- _THE EXERCISE_:
Extract every entry word for word. Skip the pictures.
___ DATASET RECORDS ___
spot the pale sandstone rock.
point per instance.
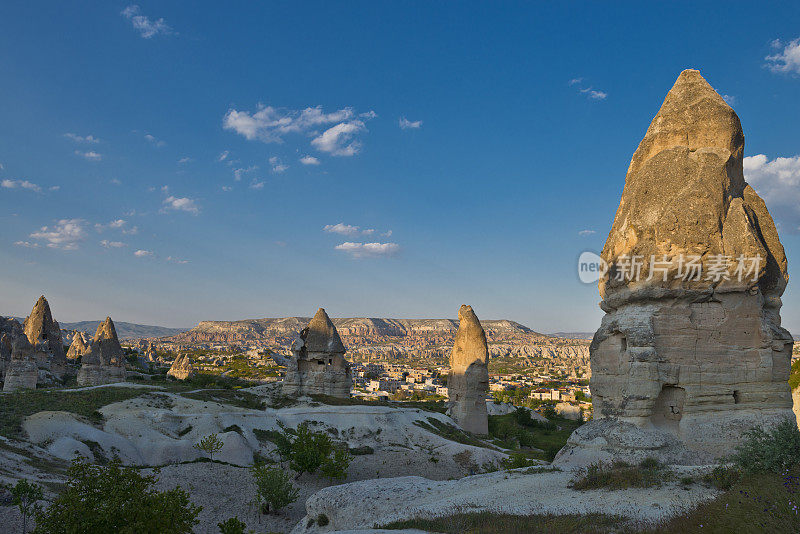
(318, 366)
(44, 335)
(682, 368)
(22, 371)
(104, 360)
(181, 368)
(78, 346)
(469, 376)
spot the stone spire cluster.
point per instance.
(78, 346)
(690, 353)
(104, 361)
(469, 376)
(317, 365)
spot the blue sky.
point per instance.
(166, 162)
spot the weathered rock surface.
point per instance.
(684, 363)
(181, 368)
(44, 335)
(318, 366)
(104, 360)
(22, 371)
(78, 346)
(469, 376)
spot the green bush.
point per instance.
(210, 445)
(769, 451)
(232, 526)
(274, 489)
(621, 475)
(117, 499)
(309, 452)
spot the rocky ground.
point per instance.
(412, 472)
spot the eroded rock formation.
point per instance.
(44, 335)
(469, 375)
(104, 361)
(22, 371)
(78, 346)
(181, 368)
(317, 365)
(690, 353)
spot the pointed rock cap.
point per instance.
(693, 115)
(322, 335)
(40, 321)
(685, 197)
(106, 330)
(470, 344)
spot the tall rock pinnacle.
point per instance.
(690, 353)
(318, 365)
(469, 376)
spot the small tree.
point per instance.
(274, 488)
(210, 445)
(309, 451)
(25, 497)
(114, 498)
(232, 526)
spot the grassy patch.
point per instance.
(537, 439)
(232, 397)
(493, 523)
(451, 432)
(15, 407)
(621, 475)
(764, 502)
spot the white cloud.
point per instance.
(339, 140)
(90, 155)
(406, 124)
(181, 204)
(342, 229)
(270, 125)
(778, 183)
(590, 92)
(238, 173)
(156, 142)
(309, 160)
(22, 184)
(66, 234)
(146, 27)
(82, 138)
(277, 166)
(594, 95)
(115, 224)
(787, 60)
(369, 250)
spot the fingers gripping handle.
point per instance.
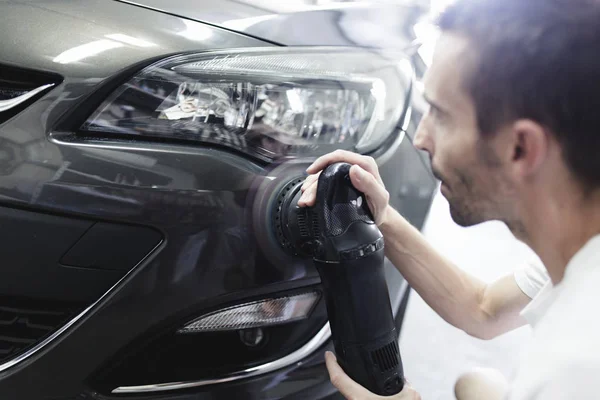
(350, 260)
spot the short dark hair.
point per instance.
(540, 60)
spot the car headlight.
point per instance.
(265, 102)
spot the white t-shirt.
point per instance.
(563, 360)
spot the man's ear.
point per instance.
(530, 147)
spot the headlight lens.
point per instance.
(260, 313)
(265, 102)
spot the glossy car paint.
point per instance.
(199, 197)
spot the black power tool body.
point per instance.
(347, 248)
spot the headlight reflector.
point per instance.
(269, 102)
(261, 313)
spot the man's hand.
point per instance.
(353, 391)
(364, 175)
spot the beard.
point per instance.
(464, 201)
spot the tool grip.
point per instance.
(362, 323)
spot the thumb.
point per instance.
(376, 193)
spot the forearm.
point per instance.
(452, 293)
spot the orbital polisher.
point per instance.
(347, 248)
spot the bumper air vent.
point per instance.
(25, 322)
(20, 87)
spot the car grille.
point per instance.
(25, 322)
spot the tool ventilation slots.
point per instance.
(386, 357)
(20, 87)
(25, 322)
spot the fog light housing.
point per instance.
(256, 314)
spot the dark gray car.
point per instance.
(144, 147)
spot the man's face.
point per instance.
(468, 165)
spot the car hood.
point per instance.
(344, 24)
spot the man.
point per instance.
(513, 133)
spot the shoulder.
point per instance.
(531, 276)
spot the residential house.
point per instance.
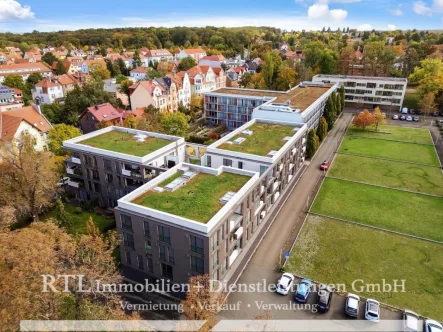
(212, 61)
(139, 73)
(196, 53)
(24, 70)
(26, 119)
(47, 92)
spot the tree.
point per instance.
(49, 58)
(58, 134)
(187, 63)
(54, 252)
(312, 144)
(379, 118)
(427, 103)
(322, 129)
(363, 120)
(175, 124)
(201, 301)
(28, 177)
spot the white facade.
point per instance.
(376, 91)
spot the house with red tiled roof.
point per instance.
(27, 119)
(47, 91)
(196, 53)
(92, 116)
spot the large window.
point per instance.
(197, 264)
(164, 234)
(128, 240)
(197, 245)
(126, 222)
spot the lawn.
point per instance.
(390, 209)
(122, 142)
(395, 133)
(198, 199)
(79, 220)
(393, 174)
(338, 253)
(265, 137)
(422, 154)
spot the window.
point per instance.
(197, 245)
(128, 240)
(140, 261)
(148, 246)
(197, 264)
(164, 234)
(128, 256)
(126, 222)
(147, 229)
(167, 271)
(162, 251)
(227, 162)
(150, 265)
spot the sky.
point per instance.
(48, 15)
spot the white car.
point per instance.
(284, 283)
(433, 326)
(410, 321)
(372, 311)
(352, 304)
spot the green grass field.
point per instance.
(79, 220)
(390, 209)
(394, 133)
(335, 252)
(388, 173)
(422, 154)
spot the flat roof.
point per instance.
(196, 195)
(364, 78)
(265, 137)
(124, 142)
(299, 97)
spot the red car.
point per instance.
(325, 165)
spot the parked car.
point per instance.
(372, 311)
(352, 305)
(433, 326)
(284, 283)
(303, 290)
(62, 182)
(325, 165)
(410, 321)
(324, 297)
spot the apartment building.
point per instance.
(367, 91)
(109, 163)
(170, 227)
(234, 107)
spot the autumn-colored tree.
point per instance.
(54, 252)
(28, 177)
(363, 120)
(379, 118)
(201, 301)
(322, 129)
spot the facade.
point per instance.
(384, 92)
(97, 172)
(24, 70)
(233, 107)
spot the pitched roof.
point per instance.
(11, 120)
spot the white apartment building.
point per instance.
(385, 92)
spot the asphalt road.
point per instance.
___
- _OUTPUT_:
spot the pale sandstone rock.
point per instance.
(318, 366)
(44, 335)
(682, 368)
(22, 371)
(104, 360)
(181, 368)
(78, 346)
(469, 376)
spot the stone spire cluster.
point per instance.
(78, 346)
(690, 353)
(104, 361)
(469, 376)
(317, 365)
spot the blue sky.
point per instance.
(166, 162)
spot the weathered rock surface.
point per instance.
(684, 363)
(181, 368)
(44, 335)
(318, 366)
(104, 360)
(22, 371)
(78, 346)
(469, 376)
spot the green bush.
point per instance.
(210, 445)
(769, 451)
(232, 526)
(274, 489)
(621, 475)
(117, 499)
(309, 452)
spot the rocky ground.
point per instance.
(412, 472)
spot the eroded rock formation.
point per instance.
(44, 335)
(469, 375)
(104, 361)
(22, 371)
(78, 346)
(181, 368)
(317, 365)
(690, 353)
spot the pointed rock cap.
point per instance.
(693, 115)
(322, 335)
(40, 321)
(685, 197)
(106, 330)
(470, 344)
spot the tall rock pinnacle.
point per instance.
(690, 353)
(318, 365)
(469, 376)
spot the small tree.
point per instance.
(274, 488)
(210, 445)
(309, 451)
(25, 497)
(114, 498)
(232, 526)
spot the grassy patch.
point per instance.
(537, 439)
(232, 397)
(493, 523)
(451, 432)
(15, 407)
(621, 475)
(764, 502)
spot the white cloud.
point per instance.
(339, 140)
(90, 155)
(406, 124)
(181, 204)
(342, 229)
(270, 125)
(778, 183)
(590, 92)
(238, 173)
(156, 142)
(309, 160)
(22, 184)
(66, 234)
(146, 27)
(82, 138)
(277, 166)
(594, 95)
(115, 224)
(787, 60)
(369, 250)
spot the fingers gripping handle.
point per instance.
(350, 260)
spot the short dark hair.
point per instance.
(540, 60)
spot the car headlight.
point per instance.
(265, 102)
spot the white t-shirt.
point per instance.
(563, 360)
spot the man's ear.
point per instance.
(530, 147)
spot the headlight lens.
point per instance.
(260, 313)
(265, 102)
spot the glossy car paint.
point per instance.
(199, 197)
spot the black power tool body.
point per instance.
(347, 248)
spot the headlight reflector.
point per instance.
(269, 102)
(261, 313)
spot the man's hand.
point per instance.
(353, 391)
(364, 175)
spot the beard.
point per instance.
(464, 201)
spot the tool grip.
point per instance.
(362, 323)
spot the thumb.
point per instance.
(376, 193)
spot the forearm.
point per instance.
(452, 293)
spot the orbital polisher.
point per instance.
(347, 248)
spot the bumper air vent.
point per instance.
(25, 322)
(20, 87)
spot the car grille.
point per instance.
(25, 322)
spot the tool ventilation slots.
point per instance.
(386, 357)
(20, 87)
(25, 322)
spot the fog light housing.
point per instance.
(256, 314)
spot the dark gray car.
point per instance.
(144, 147)
spot the man's face.
point per instance.
(468, 165)
spot the car hood.
point per instance.
(344, 24)
spot the man.
point per instance.
(513, 133)
spot the shoulder.
point per instance.
(531, 276)
spot the residential house.
point per instance.
(212, 61)
(139, 73)
(196, 53)
(24, 70)
(26, 119)
(47, 92)
spot the tree.
point per instance.
(49, 58)
(58, 134)
(187, 63)
(54, 252)
(312, 144)
(379, 118)
(427, 103)
(322, 129)
(363, 120)
(175, 124)
(201, 301)
(28, 177)
spot the white facade.
point per instance.
(376, 91)
spot the house with red tiled roof.
point per instance.
(27, 119)
(47, 91)
(196, 53)
(92, 116)
spot the large window.
point per instance.
(197, 264)
(164, 234)
(128, 240)
(197, 245)
(126, 222)
spot the lawn.
point per instance.
(390, 209)
(122, 142)
(395, 133)
(198, 199)
(79, 220)
(393, 174)
(338, 253)
(265, 137)
(422, 154)
spot the window.
point per instance.
(197, 245)
(128, 240)
(140, 261)
(148, 246)
(197, 264)
(164, 234)
(128, 256)
(126, 222)
(147, 229)
(167, 271)
(162, 251)
(227, 162)
(150, 265)
spot the sky.
point per instance.
(48, 15)
spot the white car.
point per instance.
(284, 283)
(433, 326)
(410, 321)
(372, 311)
(352, 304)
spot the green grass field.
point per instance.
(79, 220)
(390, 209)
(394, 133)
(335, 252)
(388, 173)
(422, 154)
spot the flat roof.
point per instance.
(196, 195)
(364, 78)
(265, 137)
(124, 142)
(299, 97)
spot the red car.
point per instance.
(325, 165)
spot the parked car.
point per instance.
(372, 311)
(352, 305)
(433, 326)
(284, 283)
(303, 290)
(62, 182)
(325, 165)
(410, 321)
(324, 297)
spot the apartment building.
point per instance.
(367, 91)
(109, 163)
(170, 227)
(234, 107)
spot the autumn-colored tree.
point per instance.
(54, 252)
(28, 177)
(363, 120)
(379, 118)
(201, 301)
(322, 129)
spot the facade.
point per instance.
(384, 92)
(97, 172)
(24, 70)
(233, 107)
spot the pitched roof.
point per instance.
(11, 120)
spot the white apartment building.
point per instance.
(385, 92)
spot the asphalt road.
point per instance.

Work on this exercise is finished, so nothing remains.